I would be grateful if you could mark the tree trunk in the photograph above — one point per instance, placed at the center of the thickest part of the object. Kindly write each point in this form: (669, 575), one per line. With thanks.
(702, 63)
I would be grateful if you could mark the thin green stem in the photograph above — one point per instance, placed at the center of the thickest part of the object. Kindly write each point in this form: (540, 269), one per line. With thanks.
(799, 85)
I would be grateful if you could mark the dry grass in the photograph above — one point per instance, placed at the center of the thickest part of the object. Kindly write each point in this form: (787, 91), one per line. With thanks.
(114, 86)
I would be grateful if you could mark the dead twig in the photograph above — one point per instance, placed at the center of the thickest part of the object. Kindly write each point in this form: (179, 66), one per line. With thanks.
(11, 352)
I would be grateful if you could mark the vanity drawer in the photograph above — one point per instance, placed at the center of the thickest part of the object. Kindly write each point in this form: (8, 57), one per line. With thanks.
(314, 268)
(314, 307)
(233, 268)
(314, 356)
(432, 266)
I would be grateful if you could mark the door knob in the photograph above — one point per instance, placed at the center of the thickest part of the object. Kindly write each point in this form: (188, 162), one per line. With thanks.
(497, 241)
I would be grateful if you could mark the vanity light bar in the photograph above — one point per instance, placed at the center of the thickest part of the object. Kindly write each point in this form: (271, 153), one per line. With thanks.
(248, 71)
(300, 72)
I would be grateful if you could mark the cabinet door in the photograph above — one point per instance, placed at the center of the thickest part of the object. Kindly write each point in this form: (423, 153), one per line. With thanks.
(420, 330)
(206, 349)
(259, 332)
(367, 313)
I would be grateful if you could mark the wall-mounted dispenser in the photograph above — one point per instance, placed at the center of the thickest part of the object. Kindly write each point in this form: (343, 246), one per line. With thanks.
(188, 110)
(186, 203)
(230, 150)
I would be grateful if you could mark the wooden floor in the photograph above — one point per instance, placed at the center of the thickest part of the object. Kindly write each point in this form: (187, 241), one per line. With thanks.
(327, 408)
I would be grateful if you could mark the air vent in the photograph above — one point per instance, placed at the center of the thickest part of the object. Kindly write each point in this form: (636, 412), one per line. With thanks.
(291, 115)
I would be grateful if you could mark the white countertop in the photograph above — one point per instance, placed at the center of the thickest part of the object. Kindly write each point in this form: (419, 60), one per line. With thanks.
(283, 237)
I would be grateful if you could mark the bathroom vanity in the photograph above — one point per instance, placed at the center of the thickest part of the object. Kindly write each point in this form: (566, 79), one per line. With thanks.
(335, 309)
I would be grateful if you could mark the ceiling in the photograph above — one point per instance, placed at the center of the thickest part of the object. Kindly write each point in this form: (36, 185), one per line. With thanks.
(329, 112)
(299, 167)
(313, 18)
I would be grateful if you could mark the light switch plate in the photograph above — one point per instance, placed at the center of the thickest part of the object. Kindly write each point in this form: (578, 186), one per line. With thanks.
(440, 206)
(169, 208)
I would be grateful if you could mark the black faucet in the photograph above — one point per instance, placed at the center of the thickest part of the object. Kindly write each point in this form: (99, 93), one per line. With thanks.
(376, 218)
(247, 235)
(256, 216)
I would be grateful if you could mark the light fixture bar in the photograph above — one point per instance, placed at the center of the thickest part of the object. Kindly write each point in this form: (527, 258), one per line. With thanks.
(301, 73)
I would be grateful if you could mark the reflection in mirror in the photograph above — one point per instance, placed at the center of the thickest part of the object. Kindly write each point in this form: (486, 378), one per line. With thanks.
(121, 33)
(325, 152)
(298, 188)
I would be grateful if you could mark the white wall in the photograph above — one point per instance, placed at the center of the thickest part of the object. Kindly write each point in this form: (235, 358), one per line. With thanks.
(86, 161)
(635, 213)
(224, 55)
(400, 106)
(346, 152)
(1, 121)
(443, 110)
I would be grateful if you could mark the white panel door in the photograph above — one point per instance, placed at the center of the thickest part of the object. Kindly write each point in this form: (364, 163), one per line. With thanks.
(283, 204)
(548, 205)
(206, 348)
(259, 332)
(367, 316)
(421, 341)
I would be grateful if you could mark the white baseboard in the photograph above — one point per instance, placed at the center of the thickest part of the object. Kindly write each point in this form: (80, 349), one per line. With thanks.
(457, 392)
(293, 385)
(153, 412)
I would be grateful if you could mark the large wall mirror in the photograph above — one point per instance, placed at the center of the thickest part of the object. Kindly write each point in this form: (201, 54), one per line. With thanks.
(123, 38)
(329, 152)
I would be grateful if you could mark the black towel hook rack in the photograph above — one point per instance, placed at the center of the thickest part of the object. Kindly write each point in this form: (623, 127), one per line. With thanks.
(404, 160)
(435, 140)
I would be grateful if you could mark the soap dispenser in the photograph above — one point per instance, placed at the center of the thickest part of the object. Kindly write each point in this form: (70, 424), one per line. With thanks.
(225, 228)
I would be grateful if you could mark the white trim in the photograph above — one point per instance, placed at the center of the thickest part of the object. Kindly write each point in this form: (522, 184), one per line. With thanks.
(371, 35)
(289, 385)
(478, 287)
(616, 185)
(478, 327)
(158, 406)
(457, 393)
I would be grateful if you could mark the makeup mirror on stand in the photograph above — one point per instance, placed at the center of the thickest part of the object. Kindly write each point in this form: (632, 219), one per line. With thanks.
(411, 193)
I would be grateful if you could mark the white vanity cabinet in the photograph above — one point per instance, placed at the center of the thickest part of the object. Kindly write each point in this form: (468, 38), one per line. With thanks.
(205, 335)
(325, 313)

..........

■ What this task involves:
Reproduce each record exactly, leaving nothing out.

■ Exercise answer:
I would be grateful if you could mark the tree trunk in the photograph above — one point per instance, placed at the center of the thickest part of the object. Kindly write each point in this form: (669, 575), one per line. With thanks.
(702, 63)
I would be grateful if you could mark the thin green stem in the photograph above — one point per instance, placed at the center of the thickest part of the object. Kindly write each point in this form: (540, 269), one per line. With thanks.
(799, 85)
I would be grateful if you could mark the dry grass in the photograph above — one point per instance, placed at the center of the thickest part of the object. Kindly write each point in this form: (787, 91), one per line. With thanks.
(114, 86)
I would be grateful if you could mark the dead twig in the photograph above — one point per instance, placed at the center of the thickest part of the object. Kindly write each point in this form: (179, 66), one per line. With thanks.
(11, 352)
I would be grateful if you could mark the vanity drawer in the photograph above — one point per instance, placed at the center of the thickest part of the object. Kindly write each point in this form: (8, 57), one per line. With thanks.
(314, 268)
(314, 307)
(233, 268)
(314, 356)
(432, 266)
I would be grateful if you could mark the door knob in the photograph above — one point per instance, placed at the center of the thickest part of the object. Kindly write each point in this form: (188, 162), one per line. With thanks.
(497, 241)
I would be grateful if you could mark the vanity light bar in the photograph above — one point per instance, placed at the center of the thickest part of the object. Kindly write each point in this form: (271, 153), one per line. With thanks.
(248, 71)
(300, 72)
I would be grateful if you could mark the cabinet door in the photograph above — one point per instance, placed at the center of the thickest part of the object. Kindly write each point in this form: (423, 153), one per line. With thanks.
(420, 330)
(206, 349)
(259, 332)
(367, 313)
I would be grateful if you could mark the wall-mounted dispenser in the photograph above — one point per instance, placed at the center of the thickest part of the object. Kindly write each point in this form: (343, 246), one per line. With thanks.
(188, 110)
(186, 203)
(230, 150)
I would be grateful if you could mark the wooden floor in the photograph above — one point per instance, placed at the center of the thickest part of the object. Kindly write each point in this form: (187, 241), one per line. With thanks.
(327, 408)
I would be grateful if you could mark the air vent in the photograph above — one point per instance, placed at the center of the thickest part of the object. Kindly write each point in this form: (636, 412), one per line. With thanks.
(291, 115)
I would be grateful if you could mark the white countertop in the photograph above — one point per instance, placed at the center of the thickest part of the object. Kindly write each point in this form: (419, 60), one per line. With thanks.
(283, 237)
I would be grateful if you could mark the bathroom vanity in the photograph above — one point per instance, placed at the center of the thickest part of the object. Kindly write each point in this form: (566, 79), one per line. With thanks.
(335, 309)
I would be grateful if you could mark the ceiling in the photograph above — one point per instance, placed at the center of the thickest part of the object. Kindly write each point in this form: (36, 185), one per line. With thanks.
(329, 112)
(299, 167)
(313, 18)
I would be grateful if you could mark the light switch plate in the photograph above — one point per instance, placed at the center of the thickest part of the object. Kindly write each point in this form: (578, 186), one per line. With thanks.
(440, 206)
(169, 208)
I would be grateful if you could mark the black faucet in the photograph above — one point per instance, placed at the center of the thickest part of the object. Kindly write each point in this form: (99, 93), one per line. With thanks.
(376, 218)
(247, 235)
(256, 216)
I would be grateful if you could mark the light fixture bar in the photograph above — one point per instance, placed at the center of the thickest part of the object. Kindly write each point in this form: (527, 258), one per line. With thanks.
(301, 73)
I would be grateful if you could mark the reflection in mirror in the photograph above — one point per instance, placed at the center of the thickest part of the object. Kindly write each point in this form: (486, 378), one per line. With thanks.
(121, 33)
(325, 152)
(298, 188)
I would be grateful if you could mark the white wall in the photograph above — one point per instance, placed at the center of the thickest part of the object. Kindly write each point in this form: (235, 358), one per line. With thanks.
(86, 161)
(635, 213)
(224, 55)
(400, 106)
(346, 152)
(1, 121)
(443, 110)
I would be grateful if you could mark the white panel door in the photograph above — one point per instance, placed at the center of the thickest part of the object. Kindly write each point in this form: (364, 163), one per line. With thanks.
(283, 204)
(548, 205)
(206, 348)
(259, 332)
(367, 316)
(421, 341)
I would be grateful if you could mark the white baseboard in the photograph above — one point per instance, placed at the center of the thickest part of the object. Kindly write each point in this form: (80, 349), one per line. With thanks.
(457, 392)
(293, 385)
(153, 412)
I would be grateful if you could mark the large wall mirror in the photograph above — one point per instance, placed at the center of the thickest part of the object. Kindly write each point in this form: (201, 54), one per line. With thanks.
(123, 38)
(329, 152)
I would be grateful if you could mark the black towel hook rack in the photograph above — one point per instance, placed at the center of the thickest part of the object. Kindly write each point in this form: (623, 127), one per line. With thanks.
(404, 160)
(435, 140)
I would be grateful if you could mark the soap dispenser in the photograph above — one point per instance, placed at the center of the thickest part of the object. Kindly write each point in this form: (70, 424), one per line. With thanks.
(225, 228)
I would be grateful if you could mark the white trim in the photograph above — one point per instance, placed at the center of the thickest part of the object. Kindly write each point in this form: (522, 184), one per line. With thanks.
(371, 35)
(289, 385)
(478, 287)
(616, 185)
(478, 327)
(158, 406)
(457, 393)
I would be grateful if you could mark the makeup mirror on stand in the photograph above — one point per instance, placed at the center of the thickest part of the object. Kindly write each point in this form: (632, 219), one per line. With thanks.
(411, 193)
I would be grateful if you could mark the white vanity cabinet in the photograph above — one point per instance, placed at the center of the thickest part of the object. Kindly write each point in this form: (468, 38), one per line. With thanks.
(205, 335)
(325, 313)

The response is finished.